• Exercise instructions
Pull out every line of the items below that contains the word "mountain". Case counts.

• Given information

** begin **

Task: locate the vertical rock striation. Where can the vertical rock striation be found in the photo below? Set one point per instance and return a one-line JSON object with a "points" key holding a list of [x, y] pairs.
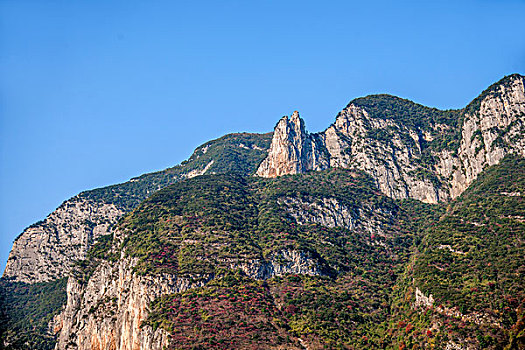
{"points": [[398, 153], [45, 250]]}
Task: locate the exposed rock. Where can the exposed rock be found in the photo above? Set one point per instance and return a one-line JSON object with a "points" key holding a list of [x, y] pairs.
{"points": [[108, 311], [45, 250], [488, 134], [293, 150]]}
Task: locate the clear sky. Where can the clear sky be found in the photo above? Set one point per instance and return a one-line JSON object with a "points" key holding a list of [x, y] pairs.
{"points": [[93, 93]]}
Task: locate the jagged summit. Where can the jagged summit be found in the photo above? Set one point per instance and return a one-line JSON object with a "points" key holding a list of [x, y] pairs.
{"points": [[412, 151]]}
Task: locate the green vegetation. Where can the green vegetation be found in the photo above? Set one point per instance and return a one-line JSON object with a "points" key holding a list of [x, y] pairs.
{"points": [[468, 255], [231, 154], [471, 261], [25, 312]]}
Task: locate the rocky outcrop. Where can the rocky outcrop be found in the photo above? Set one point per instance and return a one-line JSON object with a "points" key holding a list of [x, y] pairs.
{"points": [[108, 312], [493, 126], [282, 263], [45, 250], [330, 212], [293, 150]]}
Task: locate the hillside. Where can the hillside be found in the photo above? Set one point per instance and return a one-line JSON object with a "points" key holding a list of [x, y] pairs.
{"points": [[399, 226]]}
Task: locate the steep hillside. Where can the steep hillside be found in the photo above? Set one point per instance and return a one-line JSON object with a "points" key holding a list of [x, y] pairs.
{"points": [[410, 150], [332, 226], [46, 249], [465, 286], [399, 226], [317, 260]]}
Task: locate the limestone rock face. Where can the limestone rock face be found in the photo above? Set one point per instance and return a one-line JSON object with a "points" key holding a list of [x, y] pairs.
{"points": [[45, 250], [496, 128], [293, 150], [489, 131], [109, 310]]}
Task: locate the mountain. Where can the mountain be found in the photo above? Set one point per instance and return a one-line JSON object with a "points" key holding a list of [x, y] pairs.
{"points": [[411, 151], [399, 226], [45, 250]]}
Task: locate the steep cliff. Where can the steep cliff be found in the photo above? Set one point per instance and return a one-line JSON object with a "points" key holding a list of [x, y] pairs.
{"points": [[46, 250], [410, 150], [343, 253], [193, 233]]}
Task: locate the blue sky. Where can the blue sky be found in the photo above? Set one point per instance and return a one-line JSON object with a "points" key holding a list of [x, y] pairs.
{"points": [[93, 93]]}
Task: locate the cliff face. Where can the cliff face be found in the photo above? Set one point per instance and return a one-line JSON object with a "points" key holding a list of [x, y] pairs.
{"points": [[108, 311], [338, 232], [492, 128], [44, 251], [293, 150], [400, 156]]}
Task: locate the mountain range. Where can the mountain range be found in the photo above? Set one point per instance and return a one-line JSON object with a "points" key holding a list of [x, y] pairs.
{"points": [[399, 226]]}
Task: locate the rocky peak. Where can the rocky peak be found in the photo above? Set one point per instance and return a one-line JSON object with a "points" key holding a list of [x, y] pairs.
{"points": [[400, 143], [292, 151]]}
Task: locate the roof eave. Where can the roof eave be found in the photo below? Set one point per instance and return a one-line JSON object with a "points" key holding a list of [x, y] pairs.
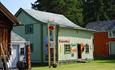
{"points": [[9, 15]]}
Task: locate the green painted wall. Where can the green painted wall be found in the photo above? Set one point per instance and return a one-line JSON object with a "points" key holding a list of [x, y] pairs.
{"points": [[34, 38], [74, 37], [40, 33]]}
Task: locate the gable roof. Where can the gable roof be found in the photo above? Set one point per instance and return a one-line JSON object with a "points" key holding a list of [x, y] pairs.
{"points": [[58, 19], [8, 14], [102, 26], [16, 37]]}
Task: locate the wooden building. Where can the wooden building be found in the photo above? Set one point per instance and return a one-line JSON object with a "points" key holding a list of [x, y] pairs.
{"points": [[7, 20], [104, 38], [69, 36]]}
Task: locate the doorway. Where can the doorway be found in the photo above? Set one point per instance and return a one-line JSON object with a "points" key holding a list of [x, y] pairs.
{"points": [[79, 50]]}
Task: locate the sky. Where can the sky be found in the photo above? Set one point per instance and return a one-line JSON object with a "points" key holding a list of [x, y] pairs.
{"points": [[14, 5]]}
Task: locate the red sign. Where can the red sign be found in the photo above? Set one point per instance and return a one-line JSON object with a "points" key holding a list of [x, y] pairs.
{"points": [[51, 27]]}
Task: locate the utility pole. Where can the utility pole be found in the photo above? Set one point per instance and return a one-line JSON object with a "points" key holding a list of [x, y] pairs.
{"points": [[51, 43]]}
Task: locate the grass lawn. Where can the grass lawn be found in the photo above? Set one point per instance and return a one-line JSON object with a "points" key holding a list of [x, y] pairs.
{"points": [[93, 65]]}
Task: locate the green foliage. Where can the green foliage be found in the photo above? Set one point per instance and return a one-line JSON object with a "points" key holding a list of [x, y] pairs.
{"points": [[72, 9], [79, 11]]}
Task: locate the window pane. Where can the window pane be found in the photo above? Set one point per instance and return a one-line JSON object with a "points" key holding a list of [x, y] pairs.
{"points": [[113, 32], [86, 48], [67, 48], [29, 29], [31, 47], [21, 51]]}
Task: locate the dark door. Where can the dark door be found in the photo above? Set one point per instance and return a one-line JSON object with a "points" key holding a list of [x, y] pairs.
{"points": [[79, 51]]}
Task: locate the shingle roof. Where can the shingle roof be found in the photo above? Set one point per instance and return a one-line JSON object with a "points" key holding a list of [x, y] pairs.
{"points": [[16, 37], [101, 26], [46, 16], [58, 19], [9, 15]]}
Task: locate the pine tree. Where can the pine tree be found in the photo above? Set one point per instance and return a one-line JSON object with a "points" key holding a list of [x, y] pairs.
{"points": [[72, 9]]}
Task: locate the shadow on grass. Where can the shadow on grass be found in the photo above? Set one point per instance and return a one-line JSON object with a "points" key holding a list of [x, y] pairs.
{"points": [[39, 64], [105, 60]]}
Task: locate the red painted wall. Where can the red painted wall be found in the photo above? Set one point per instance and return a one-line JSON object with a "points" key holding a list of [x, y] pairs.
{"points": [[101, 44]]}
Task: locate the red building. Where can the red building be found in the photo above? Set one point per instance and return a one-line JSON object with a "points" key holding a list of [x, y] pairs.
{"points": [[104, 38]]}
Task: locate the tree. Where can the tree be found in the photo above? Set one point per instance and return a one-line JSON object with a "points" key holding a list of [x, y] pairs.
{"points": [[80, 12], [72, 9]]}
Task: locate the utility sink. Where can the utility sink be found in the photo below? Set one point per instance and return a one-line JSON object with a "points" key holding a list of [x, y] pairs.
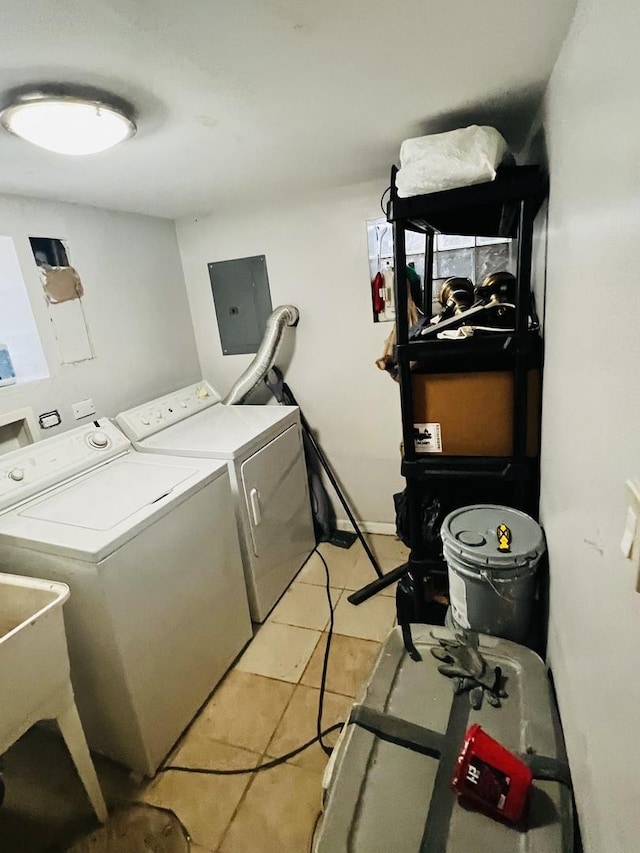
{"points": [[35, 679], [34, 662]]}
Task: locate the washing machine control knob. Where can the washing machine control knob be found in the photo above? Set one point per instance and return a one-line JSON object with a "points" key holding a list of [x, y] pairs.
{"points": [[99, 440]]}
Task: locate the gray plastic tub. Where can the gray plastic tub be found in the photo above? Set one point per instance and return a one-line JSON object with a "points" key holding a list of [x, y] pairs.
{"points": [[492, 554], [380, 797]]}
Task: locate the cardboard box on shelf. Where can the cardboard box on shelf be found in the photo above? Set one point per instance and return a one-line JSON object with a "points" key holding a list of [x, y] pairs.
{"points": [[471, 414]]}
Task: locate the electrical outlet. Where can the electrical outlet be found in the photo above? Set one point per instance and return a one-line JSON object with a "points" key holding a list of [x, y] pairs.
{"points": [[83, 409]]}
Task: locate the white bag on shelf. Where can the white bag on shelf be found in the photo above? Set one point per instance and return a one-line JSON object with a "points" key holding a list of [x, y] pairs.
{"points": [[443, 161]]}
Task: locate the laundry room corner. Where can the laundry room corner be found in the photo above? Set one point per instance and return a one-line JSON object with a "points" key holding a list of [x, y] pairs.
{"points": [[133, 304], [316, 252]]}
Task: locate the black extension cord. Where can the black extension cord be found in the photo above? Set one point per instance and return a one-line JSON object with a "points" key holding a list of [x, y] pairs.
{"points": [[320, 734]]}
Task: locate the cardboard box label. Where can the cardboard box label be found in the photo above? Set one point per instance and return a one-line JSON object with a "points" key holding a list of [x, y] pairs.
{"points": [[427, 438]]}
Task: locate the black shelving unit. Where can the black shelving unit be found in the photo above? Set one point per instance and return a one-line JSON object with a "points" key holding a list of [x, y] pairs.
{"points": [[505, 207]]}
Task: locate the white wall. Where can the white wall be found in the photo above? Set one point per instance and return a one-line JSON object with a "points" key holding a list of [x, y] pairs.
{"points": [[591, 439], [135, 305], [316, 259]]}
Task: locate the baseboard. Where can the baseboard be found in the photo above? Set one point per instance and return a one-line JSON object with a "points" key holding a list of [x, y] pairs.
{"points": [[387, 528]]}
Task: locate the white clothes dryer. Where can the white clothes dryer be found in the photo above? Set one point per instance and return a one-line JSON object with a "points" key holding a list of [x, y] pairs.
{"points": [[148, 547], [263, 448]]}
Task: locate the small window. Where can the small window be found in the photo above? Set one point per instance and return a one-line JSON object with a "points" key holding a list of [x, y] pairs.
{"points": [[453, 255], [18, 330]]}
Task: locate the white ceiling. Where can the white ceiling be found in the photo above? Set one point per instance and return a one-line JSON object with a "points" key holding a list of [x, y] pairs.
{"points": [[242, 100]]}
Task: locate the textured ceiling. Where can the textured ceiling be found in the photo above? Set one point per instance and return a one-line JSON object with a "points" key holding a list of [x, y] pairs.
{"points": [[242, 100]]}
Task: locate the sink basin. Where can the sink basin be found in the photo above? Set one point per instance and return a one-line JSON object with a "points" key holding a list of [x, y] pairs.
{"points": [[34, 663], [35, 681]]}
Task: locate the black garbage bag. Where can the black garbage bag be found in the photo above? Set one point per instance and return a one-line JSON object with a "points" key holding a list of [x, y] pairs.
{"points": [[431, 515]]}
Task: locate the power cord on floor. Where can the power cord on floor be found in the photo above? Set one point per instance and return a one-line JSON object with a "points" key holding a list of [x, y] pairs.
{"points": [[320, 733]]}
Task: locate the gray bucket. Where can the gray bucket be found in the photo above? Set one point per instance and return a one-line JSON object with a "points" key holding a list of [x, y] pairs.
{"points": [[492, 570]]}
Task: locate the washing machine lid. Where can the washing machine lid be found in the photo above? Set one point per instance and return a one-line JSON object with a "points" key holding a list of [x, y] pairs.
{"points": [[90, 516], [222, 432]]}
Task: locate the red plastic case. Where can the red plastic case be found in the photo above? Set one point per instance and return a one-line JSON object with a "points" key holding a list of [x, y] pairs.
{"points": [[491, 777]]}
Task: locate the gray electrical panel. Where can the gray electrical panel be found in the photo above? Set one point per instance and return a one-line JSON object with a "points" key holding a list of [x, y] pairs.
{"points": [[242, 299]]}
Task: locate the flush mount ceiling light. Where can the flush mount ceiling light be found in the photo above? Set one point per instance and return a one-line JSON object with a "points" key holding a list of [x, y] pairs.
{"points": [[68, 123]]}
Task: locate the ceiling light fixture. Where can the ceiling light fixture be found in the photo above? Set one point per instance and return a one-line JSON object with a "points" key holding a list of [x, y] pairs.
{"points": [[68, 123]]}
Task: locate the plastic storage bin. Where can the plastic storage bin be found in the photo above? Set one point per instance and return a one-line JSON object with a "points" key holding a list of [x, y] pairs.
{"points": [[381, 797]]}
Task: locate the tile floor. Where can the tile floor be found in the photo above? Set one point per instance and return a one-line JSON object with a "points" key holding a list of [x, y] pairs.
{"points": [[265, 706]]}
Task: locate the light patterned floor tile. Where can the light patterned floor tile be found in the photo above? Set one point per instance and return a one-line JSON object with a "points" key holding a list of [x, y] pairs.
{"points": [[204, 752], [204, 804], [371, 620], [277, 814], [313, 572], [230, 716], [299, 725], [279, 651], [305, 605], [350, 663]]}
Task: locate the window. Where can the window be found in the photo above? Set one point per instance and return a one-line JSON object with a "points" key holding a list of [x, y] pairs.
{"points": [[454, 255], [17, 325]]}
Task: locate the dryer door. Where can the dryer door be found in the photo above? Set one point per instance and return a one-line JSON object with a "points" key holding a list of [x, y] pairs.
{"points": [[275, 491]]}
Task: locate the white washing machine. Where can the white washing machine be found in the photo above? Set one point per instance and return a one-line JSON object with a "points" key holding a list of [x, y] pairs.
{"points": [[263, 448], [147, 544]]}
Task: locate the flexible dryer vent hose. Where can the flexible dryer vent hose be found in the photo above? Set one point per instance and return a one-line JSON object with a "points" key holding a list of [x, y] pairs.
{"points": [[284, 315]]}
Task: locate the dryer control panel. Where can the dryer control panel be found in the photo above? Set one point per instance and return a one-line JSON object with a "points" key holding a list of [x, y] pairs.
{"points": [[151, 417], [36, 467]]}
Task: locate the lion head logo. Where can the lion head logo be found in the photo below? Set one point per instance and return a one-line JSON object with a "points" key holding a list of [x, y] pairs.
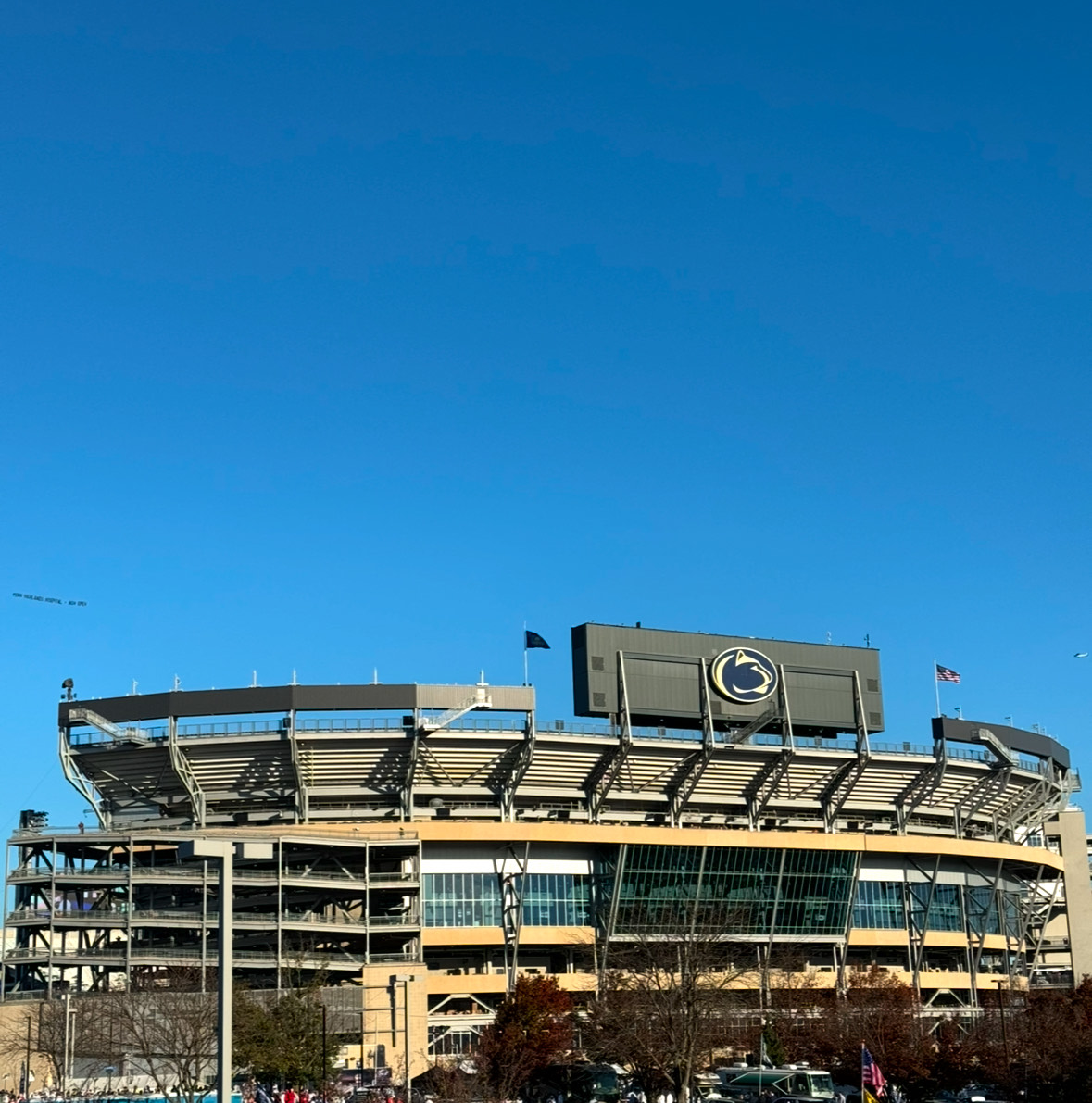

** end **

• Exercise output
Task: locate the mountain. Where can the mountain be found in the photo above? Set one point per instance and return a one-line JSON object with a "points" key holding a list of [x, y] pairs.
Task: locate the mountain range. Where can the mountain range be found in the photo above? Set one point per instance and return a one-line JSON object with a "points" key holding a list of [x, y] pairs.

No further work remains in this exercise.